Quote all of the data that follows exactly as written, skipping the images.

━━━━━━━━━━━━━━━━━━━━

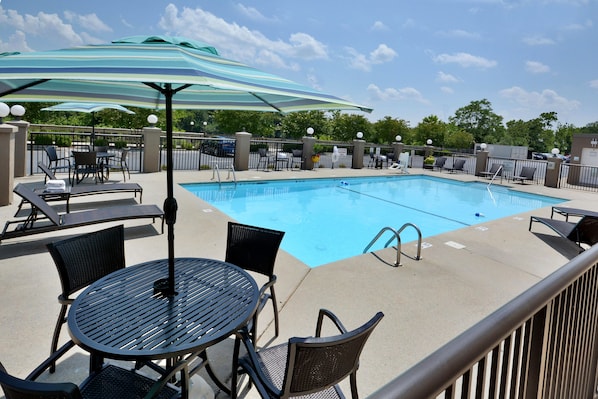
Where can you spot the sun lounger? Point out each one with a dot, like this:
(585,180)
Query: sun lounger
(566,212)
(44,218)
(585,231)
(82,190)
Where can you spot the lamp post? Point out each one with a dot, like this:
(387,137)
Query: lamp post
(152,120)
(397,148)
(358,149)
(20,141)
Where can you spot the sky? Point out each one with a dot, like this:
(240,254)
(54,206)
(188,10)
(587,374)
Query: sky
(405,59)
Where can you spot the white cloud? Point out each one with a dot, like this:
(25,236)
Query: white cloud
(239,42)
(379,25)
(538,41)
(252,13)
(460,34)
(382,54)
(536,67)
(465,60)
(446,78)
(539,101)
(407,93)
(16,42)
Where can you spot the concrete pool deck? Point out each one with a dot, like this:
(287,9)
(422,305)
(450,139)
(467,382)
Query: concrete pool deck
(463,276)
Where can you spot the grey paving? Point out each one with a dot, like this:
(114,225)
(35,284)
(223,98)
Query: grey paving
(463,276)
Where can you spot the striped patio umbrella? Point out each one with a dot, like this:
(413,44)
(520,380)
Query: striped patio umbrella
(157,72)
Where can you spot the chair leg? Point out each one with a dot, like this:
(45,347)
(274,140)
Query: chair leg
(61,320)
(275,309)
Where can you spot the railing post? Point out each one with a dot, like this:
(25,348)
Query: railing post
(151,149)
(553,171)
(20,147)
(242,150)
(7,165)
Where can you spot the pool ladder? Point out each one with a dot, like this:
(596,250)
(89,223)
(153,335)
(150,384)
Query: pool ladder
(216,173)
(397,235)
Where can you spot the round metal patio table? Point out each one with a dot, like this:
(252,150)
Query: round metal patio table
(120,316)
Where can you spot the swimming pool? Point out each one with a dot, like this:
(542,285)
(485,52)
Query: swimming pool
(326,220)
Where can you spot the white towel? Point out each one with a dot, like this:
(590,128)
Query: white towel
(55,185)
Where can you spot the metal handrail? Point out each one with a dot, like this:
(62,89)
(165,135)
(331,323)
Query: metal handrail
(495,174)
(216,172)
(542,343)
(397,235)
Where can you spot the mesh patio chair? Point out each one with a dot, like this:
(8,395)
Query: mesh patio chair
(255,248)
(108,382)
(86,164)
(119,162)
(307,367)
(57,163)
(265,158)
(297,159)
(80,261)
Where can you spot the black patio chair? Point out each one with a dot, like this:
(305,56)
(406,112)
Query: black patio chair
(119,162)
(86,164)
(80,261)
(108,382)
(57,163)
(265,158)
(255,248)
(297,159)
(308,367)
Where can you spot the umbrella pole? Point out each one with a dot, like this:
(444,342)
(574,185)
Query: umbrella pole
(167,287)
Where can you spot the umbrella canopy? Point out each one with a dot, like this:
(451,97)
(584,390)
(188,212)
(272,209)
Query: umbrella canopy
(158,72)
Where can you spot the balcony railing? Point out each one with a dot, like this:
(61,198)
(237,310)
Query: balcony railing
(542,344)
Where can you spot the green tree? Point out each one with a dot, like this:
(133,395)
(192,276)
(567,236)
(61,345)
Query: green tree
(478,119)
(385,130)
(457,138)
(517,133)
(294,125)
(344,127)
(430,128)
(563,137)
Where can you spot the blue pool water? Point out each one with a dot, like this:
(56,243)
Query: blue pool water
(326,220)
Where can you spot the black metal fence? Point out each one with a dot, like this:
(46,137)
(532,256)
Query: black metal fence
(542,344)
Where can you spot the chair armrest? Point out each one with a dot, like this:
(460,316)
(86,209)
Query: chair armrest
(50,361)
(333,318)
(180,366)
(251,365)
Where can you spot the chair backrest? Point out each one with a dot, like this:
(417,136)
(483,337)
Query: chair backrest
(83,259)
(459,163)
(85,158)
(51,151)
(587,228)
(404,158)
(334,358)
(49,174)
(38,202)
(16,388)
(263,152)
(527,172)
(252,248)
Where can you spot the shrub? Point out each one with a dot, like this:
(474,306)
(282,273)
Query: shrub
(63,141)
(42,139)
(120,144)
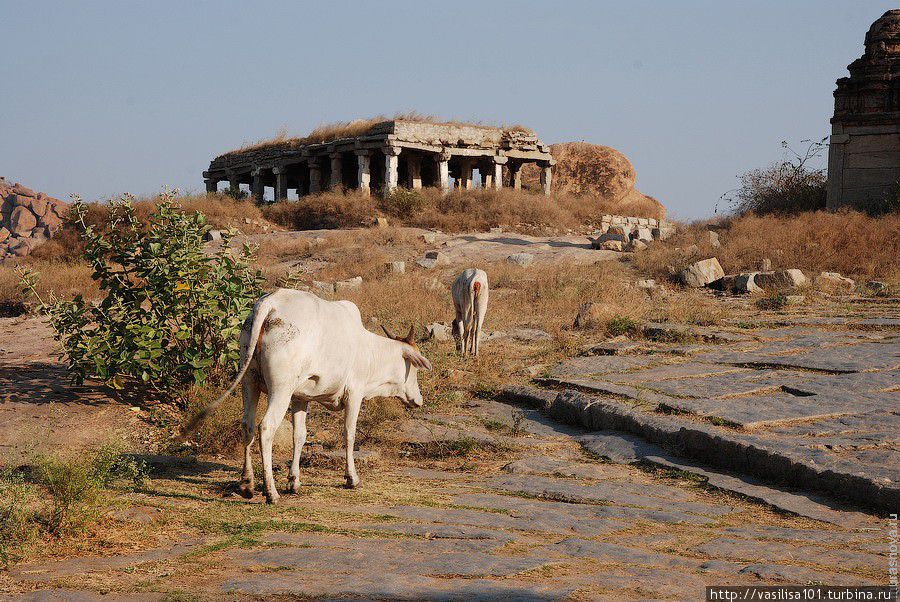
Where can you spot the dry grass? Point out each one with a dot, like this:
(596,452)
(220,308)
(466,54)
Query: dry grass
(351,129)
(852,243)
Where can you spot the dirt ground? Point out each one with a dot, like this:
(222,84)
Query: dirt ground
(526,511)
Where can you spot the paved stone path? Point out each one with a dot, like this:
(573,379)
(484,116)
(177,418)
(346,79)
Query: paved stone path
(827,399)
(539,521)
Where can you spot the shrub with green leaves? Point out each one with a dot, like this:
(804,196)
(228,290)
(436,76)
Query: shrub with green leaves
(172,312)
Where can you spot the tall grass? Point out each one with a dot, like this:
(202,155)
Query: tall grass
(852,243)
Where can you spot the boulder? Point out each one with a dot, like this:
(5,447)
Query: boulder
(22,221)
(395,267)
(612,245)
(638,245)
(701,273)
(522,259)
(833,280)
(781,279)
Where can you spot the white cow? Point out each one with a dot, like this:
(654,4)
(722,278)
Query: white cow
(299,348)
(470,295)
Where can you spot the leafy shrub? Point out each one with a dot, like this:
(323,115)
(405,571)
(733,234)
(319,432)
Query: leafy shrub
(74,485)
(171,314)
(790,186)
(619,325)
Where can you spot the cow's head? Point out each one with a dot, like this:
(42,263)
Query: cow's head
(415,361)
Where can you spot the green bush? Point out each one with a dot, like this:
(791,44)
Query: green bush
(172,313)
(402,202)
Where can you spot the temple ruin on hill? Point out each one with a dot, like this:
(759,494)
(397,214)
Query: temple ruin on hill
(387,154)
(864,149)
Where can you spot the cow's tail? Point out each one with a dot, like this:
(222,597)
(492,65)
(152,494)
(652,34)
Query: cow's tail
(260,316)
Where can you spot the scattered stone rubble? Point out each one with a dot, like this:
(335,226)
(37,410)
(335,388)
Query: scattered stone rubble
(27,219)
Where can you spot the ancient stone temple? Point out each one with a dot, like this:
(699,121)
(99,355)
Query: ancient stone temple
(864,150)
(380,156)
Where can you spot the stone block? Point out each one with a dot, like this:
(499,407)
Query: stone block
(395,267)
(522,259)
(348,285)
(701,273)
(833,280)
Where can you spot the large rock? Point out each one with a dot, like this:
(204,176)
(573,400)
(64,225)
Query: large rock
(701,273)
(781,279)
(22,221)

━━━━━━━━━━━━━━━━━━━━

Output below:
Where can you spot the sun lounger? Point out each one with a dot, like this:
(585,180)
Query: sun lounger
(566,212)
(44,218)
(585,231)
(82,190)
Where can you spot the lamp post? Point out each one with a dot, like this:
(387,137)
Query: lamp post
(152,120)
(397,148)
(358,149)
(20,141)
Where can you spot the sky? Point out each one with a dot, like this:
(240,254)
(54,206)
(188,10)
(587,374)
Query: sky
(405,59)
Where can you spot the white cloud? Point out each one with a dot, like this:
(25,236)
Query: white cloud
(239,42)
(379,25)
(538,41)
(252,13)
(460,34)
(382,54)
(536,67)
(465,60)
(446,78)
(539,101)
(407,93)
(16,42)
Where can you spot the concrete pool deck? Point out each one with a dot, like this:
(287,9)
(422,305)
(450,139)
(467,382)
Query: concrete pool deck
(463,276)
Where can you spot the grey paving? Point out each one with a dot, like this:
(114,225)
(35,284)
(223,98)
Query: grey paving
(463,276)
Where can you spot the striped patio umbrella? Point out each one with a dot, like this:
(413,44)
(520,380)
Query: striped patio umbrella
(157,72)
Where can you spot the chair leg? Point out each one with a dot, like this:
(45,347)
(274,140)
Query: chair leg
(61,320)
(275,309)
Where can you spot the railing post? Point out each one with a dot, like this:
(25,348)
Query: railing post
(151,149)
(553,171)
(20,147)
(242,150)
(7,165)
Where can you spot the pool ladder? Point out each one with a dot, like this:
(596,250)
(89,223)
(153,335)
(150,384)
Query: pool ladder
(216,173)
(397,235)
Where can you spot the round metal patio table? Point out each one with a dot, like this:
(252,150)
Query: round metal patio table
(120,316)
Where can you spot the swimming pool? Point out each one with a dot, like this:
(542,285)
(485,52)
Query: swimming pool
(326,220)
Where can you spot the white towel? Point out each one with a dot, like this:
(590,128)
Query: white towel
(55,185)
Where can you spot the metal handrail? Point out each one with a dot, like this:
(62,89)
(165,135)
(331,323)
Query: metal handrail
(495,174)
(216,172)
(542,343)
(397,235)
Where can you spot the mesh patio chair? Point out each one with a dot, like this:
(8,395)
Query: mesh patio chair
(255,248)
(108,382)
(86,164)
(119,162)
(307,367)
(57,163)
(265,158)
(297,159)
(80,261)
Where can you spot the black patio chair? Point out each one with a dot, like this:
(305,56)
(406,112)
Query: black patio chair
(119,162)
(86,164)
(80,261)
(108,382)
(57,163)
(265,158)
(255,248)
(297,159)
(308,367)
Where can you spot the umbrella pole? Point out each one with a dot, like this:
(444,342)
(574,185)
Query: umbrella pole
(167,287)
Where can you spot the umbrella canopy? Point out each one with a dot, like this:
(451,97)
(584,390)
(188,212)
(272,209)
Query: umbrella canopy
(158,72)
Where can you spot the balcony railing? Point out each one with a dot, like this:
(61,198)
(237,310)
Query: balcony railing
(542,344)
Where can you spot the green tree? Point out each one with a dot, like this:
(133,395)
(192,276)
(567,236)
(61,345)
Query: green tree
(478,119)
(385,130)
(457,138)
(517,133)
(294,125)
(344,127)
(430,128)
(563,137)
Where can you spot the blue pool water? Point out each one with a dot, like this:
(56,243)
Query: blue pool water
(326,220)
Where can you spot the black metal fence? Point out each one with a dot, like this:
(46,137)
(532,256)
Query: black metal fence
(542,344)
Where can you spot the chair armrest? Point out each one with a dot, like this:
(460,316)
(86,209)
Query: chair armrest
(50,361)
(333,318)
(180,366)
(251,365)
Where can you spot the chair backrest? Point out each one with a dot, like this:
(417,136)
(483,337)
Query: chair backrest
(83,259)
(459,163)
(85,158)
(51,151)
(587,228)
(404,158)
(334,358)
(49,174)
(38,202)
(16,388)
(263,152)
(527,172)
(252,248)
Where can you spot the shrub? Point out each one with a dot, like this:
(474,306)
(282,273)
Query: shrub
(63,141)
(42,139)
(120,144)
Where can you spot the dry grass? Point out each one with a dot, like this:
(596,452)
(220,308)
(466,54)
Query: dry grass
(351,129)
(852,243)
Where can you spot the dirt ground? Point out each one with a dot, like this:
(222,84)
Query: dirt ground
(526,511)
Where can you spot the paved stone path? Point out each one with a dot, like this:
(573,379)
(484,116)
(177,418)
(346,79)
Query: paved stone path
(827,399)
(539,521)
Where can you spot the shrub with green leaves? Point out each one with a dot, like this:
(804,196)
(228,290)
(436,76)
Query: shrub with green leaves
(172,312)
Where can you spot the tall grass? Point out each one with a dot, like this:
(202,155)
Query: tall grass
(852,243)
Where can you spot the boulder? Point out each one with a dot, like this:
(5,447)
Query: boulder
(22,221)
(395,267)
(612,245)
(638,245)
(701,273)
(522,259)
(833,280)
(781,279)
Where can you spot the white cow? Point out each one with a dot, like this:
(654,4)
(722,278)
Query: white cow
(299,348)
(470,295)
Where can you spot the leafy shrub? Point out each one with a dot, like this:
(323,115)
(405,571)
(733,234)
(319,432)
Query: leafy shrub
(74,485)
(171,314)
(790,186)
(619,325)
Where can you spot the cow's head? Point out each one with a dot, like this:
(42,263)
Query: cow's head
(415,361)
Where can you spot the green bush? Point out each one with a dot, like this:
(791,44)
Query: green bush
(172,313)
(402,202)
Where can you spot the temple ruin on hill? Point out each one with a dot, like this:
(759,494)
(397,214)
Query: temple ruin on hill
(387,154)
(864,149)
Where can you spot the cow's tail? Point out each one with a dot, like this:
(222,597)
(492,65)
(152,494)
(652,34)
Query: cow's tail
(260,316)
Where can you spot the scattered stone rubble? Point out each one with a dot, like this:
(335,226)
(37,410)
(335,388)
Query: scattered stone rubble
(27,219)
Where can you spot the ancient stone temple? Point out each one with a dot, like this:
(699,121)
(99,355)
Query: ancient stone temple
(864,150)
(380,156)
Where can you spot the stone block? Point out each one with a dot, like this:
(499,407)
Query: stone block
(395,267)
(522,259)
(348,285)
(701,273)
(833,280)
Where can you spot the large rock? Point out each one with a dot, like this:
(204,176)
(573,400)
(64,225)
Query: large rock
(701,273)
(781,279)
(22,221)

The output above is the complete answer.